I have exactly the same situation. After Ceph Pacific update it worked a couple of hours well and after that the whole cephfs melted down. Proxmox 6.4 worked always like a charm. Looks like the pacific update chashed whole cephfs.

At the moment the situation looks like this:

Code:

  cluster:
    id:     e5afa215-2a06-49c4-9b68-f0d708f68ffa
    health: HEALTH_WARN
            1 filesystem is degraded
            1 MDSs report slow metadata IOs
            1 osds down
            1 host (1 osds) down
            1 nearfull osd(s)
            Reduced data availability: 161 pgs inactive
            Degraded data redundancy: 108998/163497 objects degraded (66.667%), 143 pgs degraded, 161 pgs undersized
            3 pool(s) nearfull
            6182 daemons have recently crashed
 
  services:
    mon: 3 daemons, quorum pve1,pve2,pve3 (age 78m)

■ ■ ■ ■ ■ ■ ■

• [Exercise instructions]:
• 1. Answer these questions from the Ceph status post:
(a) Which Proxmox version does the poster say always worked well?
(b) How many pgs does the status report as inactive?
(c) Which daemons make up the monitor quorum?
• 2. Duplicate the portion of the Ceph status post from "Reduced data availability: 161" up to and including "pve1,pve2,pve3 (age 78m)".
The material that follows is not needed here.

• [Dataset excerpt]:
■ ■ ■ ■ ■ ■ ■

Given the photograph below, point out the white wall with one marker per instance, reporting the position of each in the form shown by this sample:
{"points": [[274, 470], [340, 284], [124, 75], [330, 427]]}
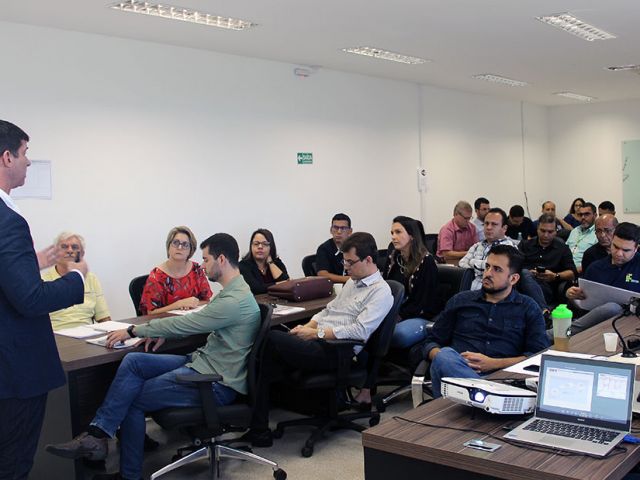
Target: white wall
{"points": [[586, 152], [145, 136]]}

■ ■ ■ ■ ■ ■ ■

• [Completed exercise]:
• 1.
(a) Proxmox 6.4
(b) 161 pgs
(c) pve1, pve2 and pve3

• 2.
Reduced data availability: 161 pgs inactive
            Degraded data redundancy: 108998/163497 objects degraded (66.667%), 143 pgs degraded, 161 pgs undersized
            3 pool(s) nearfull
            6182 daemons have recently crashed
 
  services:
    mon: 3 daemons, quorum pve1,pve2,pve3 (age 78m)